Tugas yang diminta -
1) Jawab pertanyaan berikut berdasarkan teks tentang sifat putusan DKPP:
(a) DKPP merupakan perangkat internal dari pihak mana?
(b) Pada tanggal berapa keterangan DPR dibacakan dalam persidangan Mahkamah?
(c) Pada tanggal berapa keterangan tertulis Presiden diterima Kepaniteraan Mahkamah?
2) Tuliskan ulang tanpa perubahan bagian teks tentang sifat putusan DKPP yang dimulai pada "Hal tersebut karena DKPP" dan berakhir pada "di peradilan TUN.".
3) Teruskan teks tentang sifat putusan DKPP mulai setelah kalimat terakhir yang ditampilkan.

Teks yang ditampilkan -

▶

Sementara itu, lanjut dia, dalil para Pemohon selebihnya sepanjang masih relevan dengan substansi pertimbangan hukum yang akan diuraikan lebih lanjut oleh Mahkamah akan turut dipertimbangkan lebih lanjut pula.

Suhartoyo juga menjelaskan dalam putusan Nomor 32/PUU-XIX/2021 yang dalam hal ini diajukan Evi dan Arief, Mahkamah telah menimbang bahwa DPR telah menyampaikan keterangan yang pada pokoknya menerangkan bahwa sifat final dan mengikat putusan DKPP tidak dapat disamakan dengan putusan final dan mengikat dari lembaga peradilan pada umumnya.

Hal tersebut karena DKPP bukan lembaga peradilan namun merupakan perangkat internal penyelenggara Pemilu yang diberi wewenang oleh UU.

Walaupun putusan DKPP bersifat final dan mengikat, lanjut dia, tetapi tetap perlu ditindaklanjuti dibuat suatu produk hukum berupa keputusan pejabat TUN yang bersifat konkret, individual, dan final yang dapat menjadi objek gugatan di peradilan TUN.

Keterangan DPR tersebut, kata Suhartoyo, dibacakan dalam persidangan Mahkamah tanggal 12 Januari 2022 yang kemudian dilengkapi dengan keyerangan tertulis yang diterima kepaniteraan Mahkamah pada 3 Februari 2022.

Selain itu Mahkamah juga menimbang bahwa Presiden telah memberikan keterangan tertulis yang pada pokoknya menerangkan bahwa pengaturan dalam pasal a quo tidak membuat DKPP menjadi lembaga superior atas penyelenggara pemilu lainnya.

Hal tersebut karena sifat putusan DKPP tidaklah sama dengan final mengikat pada umumnya lembaga peradilan.

Sifat final dan mengikat putusan DKPP mengikat bagi Presiden, KPU, KPU Provinsi, KPU Kabupaten/Kota, maupun Bawaslu yang melaksanakan putusan DKPP. 

Sehingga, lanjut dia, mekanisme checks and balances DKPP masih tetap ada.

Keterangan tertulis dari Presiden tersebut, kata dia, diterima Kepaniteraan Mahkamah pada 4 Oktober 2021 dan dibacakan pada 5 Oktober 2021.

◀

Data tercatat -
▶

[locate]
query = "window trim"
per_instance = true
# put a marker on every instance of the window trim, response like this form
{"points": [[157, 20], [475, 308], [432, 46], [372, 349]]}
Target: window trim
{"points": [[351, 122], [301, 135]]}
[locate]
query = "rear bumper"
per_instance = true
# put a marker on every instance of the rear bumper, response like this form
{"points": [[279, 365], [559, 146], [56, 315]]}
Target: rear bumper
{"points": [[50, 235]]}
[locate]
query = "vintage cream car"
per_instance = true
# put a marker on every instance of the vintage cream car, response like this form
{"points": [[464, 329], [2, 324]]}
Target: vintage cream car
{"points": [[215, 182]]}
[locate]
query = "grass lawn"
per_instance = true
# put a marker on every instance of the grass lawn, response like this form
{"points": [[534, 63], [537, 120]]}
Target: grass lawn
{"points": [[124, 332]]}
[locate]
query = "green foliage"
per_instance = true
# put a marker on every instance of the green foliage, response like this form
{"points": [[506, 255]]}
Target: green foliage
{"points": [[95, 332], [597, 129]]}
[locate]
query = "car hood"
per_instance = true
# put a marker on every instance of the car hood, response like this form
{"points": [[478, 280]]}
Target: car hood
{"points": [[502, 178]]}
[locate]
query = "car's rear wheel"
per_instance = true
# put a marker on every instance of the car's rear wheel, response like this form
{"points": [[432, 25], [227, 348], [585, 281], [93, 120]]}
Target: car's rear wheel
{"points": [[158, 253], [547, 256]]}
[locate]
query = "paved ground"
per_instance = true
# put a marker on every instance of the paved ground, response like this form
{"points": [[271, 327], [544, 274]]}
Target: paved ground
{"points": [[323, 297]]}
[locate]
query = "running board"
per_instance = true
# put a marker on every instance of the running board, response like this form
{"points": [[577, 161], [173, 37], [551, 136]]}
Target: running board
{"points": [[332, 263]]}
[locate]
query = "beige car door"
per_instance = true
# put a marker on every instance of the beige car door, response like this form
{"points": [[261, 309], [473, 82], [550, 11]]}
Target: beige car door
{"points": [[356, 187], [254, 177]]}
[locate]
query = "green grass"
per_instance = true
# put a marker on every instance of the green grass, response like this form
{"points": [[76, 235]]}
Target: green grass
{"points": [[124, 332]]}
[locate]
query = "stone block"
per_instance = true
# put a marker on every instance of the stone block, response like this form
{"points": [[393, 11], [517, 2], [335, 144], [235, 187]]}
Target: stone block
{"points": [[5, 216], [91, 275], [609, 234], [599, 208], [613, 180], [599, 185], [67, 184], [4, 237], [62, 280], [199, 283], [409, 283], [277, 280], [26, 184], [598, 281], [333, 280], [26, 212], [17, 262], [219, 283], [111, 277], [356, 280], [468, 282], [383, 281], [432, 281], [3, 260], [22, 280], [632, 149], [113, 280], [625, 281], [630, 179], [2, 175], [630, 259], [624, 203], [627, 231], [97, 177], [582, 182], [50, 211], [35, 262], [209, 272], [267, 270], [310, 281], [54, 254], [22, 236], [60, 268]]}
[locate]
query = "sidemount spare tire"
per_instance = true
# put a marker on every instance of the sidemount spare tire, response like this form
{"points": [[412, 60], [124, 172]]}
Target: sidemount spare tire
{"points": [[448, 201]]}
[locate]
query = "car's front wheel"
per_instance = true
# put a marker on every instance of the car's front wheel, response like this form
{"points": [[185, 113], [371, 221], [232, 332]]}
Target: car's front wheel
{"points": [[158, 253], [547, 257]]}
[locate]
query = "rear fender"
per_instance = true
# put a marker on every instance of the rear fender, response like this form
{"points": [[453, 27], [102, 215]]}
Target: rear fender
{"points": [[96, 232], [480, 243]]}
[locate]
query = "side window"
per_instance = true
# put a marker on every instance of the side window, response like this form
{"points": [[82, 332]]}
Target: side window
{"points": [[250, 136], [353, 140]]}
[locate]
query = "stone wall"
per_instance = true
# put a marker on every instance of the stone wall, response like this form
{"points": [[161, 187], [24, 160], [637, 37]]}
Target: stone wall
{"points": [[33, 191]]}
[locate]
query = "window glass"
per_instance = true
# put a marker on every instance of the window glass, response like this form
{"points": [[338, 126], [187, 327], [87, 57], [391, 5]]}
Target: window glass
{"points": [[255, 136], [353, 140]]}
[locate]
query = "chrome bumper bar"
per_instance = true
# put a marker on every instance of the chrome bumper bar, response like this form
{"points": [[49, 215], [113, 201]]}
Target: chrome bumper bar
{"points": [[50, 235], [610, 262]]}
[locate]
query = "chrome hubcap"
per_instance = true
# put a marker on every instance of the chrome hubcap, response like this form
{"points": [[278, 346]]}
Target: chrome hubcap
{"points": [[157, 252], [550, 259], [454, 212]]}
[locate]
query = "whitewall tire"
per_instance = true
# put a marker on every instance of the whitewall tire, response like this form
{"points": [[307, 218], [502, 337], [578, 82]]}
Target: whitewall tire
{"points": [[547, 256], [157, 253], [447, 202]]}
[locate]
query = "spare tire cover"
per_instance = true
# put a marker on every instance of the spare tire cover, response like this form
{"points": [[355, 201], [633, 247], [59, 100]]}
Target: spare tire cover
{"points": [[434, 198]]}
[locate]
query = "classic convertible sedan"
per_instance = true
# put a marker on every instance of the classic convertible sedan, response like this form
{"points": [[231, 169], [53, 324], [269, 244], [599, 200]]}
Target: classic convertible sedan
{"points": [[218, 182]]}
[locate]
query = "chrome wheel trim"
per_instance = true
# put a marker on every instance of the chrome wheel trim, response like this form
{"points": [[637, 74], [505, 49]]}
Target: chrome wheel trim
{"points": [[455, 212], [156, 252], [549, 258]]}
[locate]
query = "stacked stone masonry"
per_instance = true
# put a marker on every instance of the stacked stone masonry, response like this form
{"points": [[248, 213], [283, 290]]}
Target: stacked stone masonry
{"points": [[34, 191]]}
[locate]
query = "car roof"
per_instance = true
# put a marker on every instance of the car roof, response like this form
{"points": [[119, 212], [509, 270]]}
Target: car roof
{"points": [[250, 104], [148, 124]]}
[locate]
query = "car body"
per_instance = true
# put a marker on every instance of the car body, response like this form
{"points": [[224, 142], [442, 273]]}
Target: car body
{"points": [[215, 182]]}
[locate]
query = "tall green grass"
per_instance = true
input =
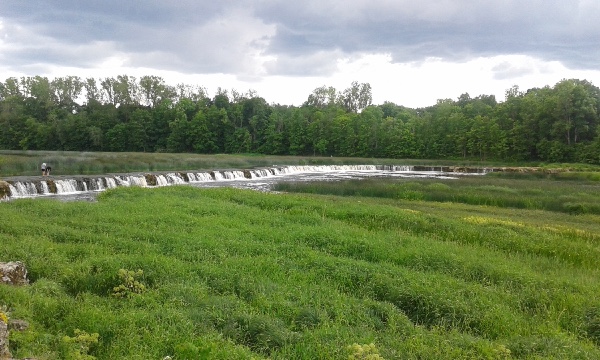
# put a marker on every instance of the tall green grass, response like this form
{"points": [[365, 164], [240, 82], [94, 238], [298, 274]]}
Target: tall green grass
{"points": [[572, 193], [234, 274]]}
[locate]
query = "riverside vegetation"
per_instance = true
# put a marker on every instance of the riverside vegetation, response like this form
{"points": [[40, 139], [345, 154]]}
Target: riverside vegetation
{"points": [[490, 267]]}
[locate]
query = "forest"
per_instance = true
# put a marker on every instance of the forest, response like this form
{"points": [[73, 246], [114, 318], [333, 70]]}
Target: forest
{"points": [[549, 124]]}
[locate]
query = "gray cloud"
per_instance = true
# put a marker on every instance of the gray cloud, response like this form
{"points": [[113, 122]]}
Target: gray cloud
{"points": [[250, 38]]}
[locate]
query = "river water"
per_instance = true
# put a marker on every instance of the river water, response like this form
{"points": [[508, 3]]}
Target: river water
{"points": [[80, 188]]}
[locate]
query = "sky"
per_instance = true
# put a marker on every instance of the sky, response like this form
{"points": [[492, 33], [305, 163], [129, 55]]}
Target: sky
{"points": [[412, 53]]}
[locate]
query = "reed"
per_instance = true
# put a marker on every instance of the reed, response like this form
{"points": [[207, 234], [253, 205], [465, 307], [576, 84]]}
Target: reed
{"points": [[573, 193]]}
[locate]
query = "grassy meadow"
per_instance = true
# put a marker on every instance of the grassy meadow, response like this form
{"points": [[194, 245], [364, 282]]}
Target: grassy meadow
{"points": [[483, 267]]}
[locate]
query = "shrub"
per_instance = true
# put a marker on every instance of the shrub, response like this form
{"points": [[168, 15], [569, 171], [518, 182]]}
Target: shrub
{"points": [[129, 285]]}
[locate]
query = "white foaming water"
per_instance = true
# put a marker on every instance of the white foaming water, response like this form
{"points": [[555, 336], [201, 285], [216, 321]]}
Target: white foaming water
{"points": [[244, 179], [200, 177], [66, 186]]}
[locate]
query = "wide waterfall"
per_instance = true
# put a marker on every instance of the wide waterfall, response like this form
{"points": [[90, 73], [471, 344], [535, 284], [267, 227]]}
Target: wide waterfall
{"points": [[63, 185]]}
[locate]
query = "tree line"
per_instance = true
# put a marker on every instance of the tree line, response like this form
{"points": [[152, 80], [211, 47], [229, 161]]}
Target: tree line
{"points": [[553, 124]]}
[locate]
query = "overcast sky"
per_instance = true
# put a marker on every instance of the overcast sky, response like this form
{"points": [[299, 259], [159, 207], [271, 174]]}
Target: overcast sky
{"points": [[411, 52]]}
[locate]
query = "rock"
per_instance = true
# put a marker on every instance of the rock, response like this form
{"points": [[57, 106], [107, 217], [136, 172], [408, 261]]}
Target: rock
{"points": [[13, 273]]}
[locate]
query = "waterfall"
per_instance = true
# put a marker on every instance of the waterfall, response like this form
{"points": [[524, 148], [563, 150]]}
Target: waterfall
{"points": [[20, 188]]}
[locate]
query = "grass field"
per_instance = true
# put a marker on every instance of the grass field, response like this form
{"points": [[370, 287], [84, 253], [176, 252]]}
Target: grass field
{"points": [[418, 269]]}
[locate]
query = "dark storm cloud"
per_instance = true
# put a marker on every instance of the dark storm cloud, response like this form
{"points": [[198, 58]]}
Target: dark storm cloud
{"points": [[298, 38]]}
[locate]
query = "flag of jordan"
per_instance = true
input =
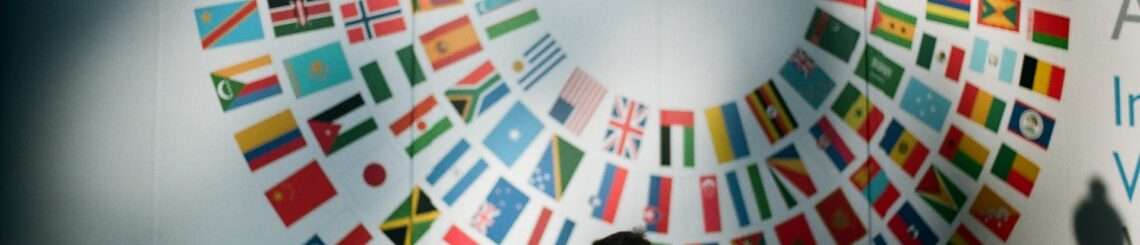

◀

Jawaban di bawah -
1)
(a) Penyelenggara Pemilu.
(b) 12 Januari 2022.
(c) 4 Oktober 2021.

2)
Hal tersebut karena DKPP bukan lembaga peradilan namun merupakan perangkat internal penyelenggara Pemilu yang diberi wewenang oleh UU.

Walaupun putusan DKPP bersifat final dan mengikat, lanjut dia, tetapi tetap perlu ditindaklanjuti dibuat suatu produk hukum berupa keputusan pejabat TUN yang bersifat konkret, individual, dan final yang dapat menjadi objek gugatan di peradilan TUN.

3)
Presiden, kata Suhartoyo, juga menyampaikan tambahan keterangan tertulis yang diterima Kepaniteraan Mahkamah pada 1 Desember 2021.

Kemudian, lanjut dia, Mahkamah juga menimbang bahwa berdasarkan Ketetapan Pihak Terkait nomor 5.32/PUU/TAP.MK/PT/9/2021 tanggal 9 September 2021 Mahkamah telah menetapkan DKPP sebagai pihak gerkait dalam perkara a quo dan kemudian dipanggil untuk memberikan keterangan dalam persidangan Mahkamah tanggal 5 Oktober 2021.

Namun, lanjut dia, pihak Terkait DKPP tidak memenuhi panggilan sidang dimaksud dan hanya menyampaikan keterangan secara tertulis yang diterima Kepaniteraan Mahkamah tanggal 4 Oktober 2021.

Pada pokoknya, lanjut Suhartoyo, DKPP menerangkan bahwa pelaksanaan tugas, wewenang, dan kewajiban DKPP dalam UU Penyelenggara Pemilu didesain dalam mekanisme dan prosedur kerja pengadilan (quasi peradilan) untuk memeriksa dan memutus dugaan pelanggaran kdoe etik penyelenggara Pemilu. 

Untuk itu dalam melaksanakan tugas, wewenang, dan kewajiban, DKPP mengadopsi dan menerapkan prinsip-prinsip peradilan hukum.

"Selanjutnya, untuk memberi kepastian terjaganya kredibilitas penyelenggara Pemilu serta kredibilitas pemerintahan yang terbentik dari hasil Pemilu, UU mengatur putusan DKPP bersifat final and binding (final dan mengikat)," kata Suhartoyo menjelaskan keterangan pihak DKPP dalam perkara tersebut.

Diberitakan sebelumnya MK mengabulkan sebagian permohonan Evi dan Arief dalam perkara pengujian Undang-Undang Nomor 7 Tahun 2017 tentang Pemilihan Umum terhadap Undang-Undang Dasar Negara Republik Indonesia tahun 1945.

Putusan tersebut tertuang dalam Putusan Nomor 32/PUU-XIX/2021 yang diucapkan dalam sidang Pengucapan Putusan/Ketetapan pada Selasa (29/3/2022).

"Amar Putusan. Mengadili. Satu. Mengabulkan permohonan para Pemohon untuk sebagian," kata Ketua MK Anwar Usman di kanal Youtube Mahkamah Konstitusi RI pada Selasa (29/3/2022).

Kedua, lanjut Usman, MK menyatakan ketentuan pasal 458 ayat (13) Undang-Undang Nomor 7 Tahun 2017 (Lembaran Negara Republik Indonesia tahun 2017 Nomor 182, Tambahan Lembaran Negara Republik Indonesia Nomor 6109) bertentangan dengan Undang-Undang Dasar Negara Republik Indonesia tahun 1945 dan tidak mempunyai kekuatan hukum mengikat.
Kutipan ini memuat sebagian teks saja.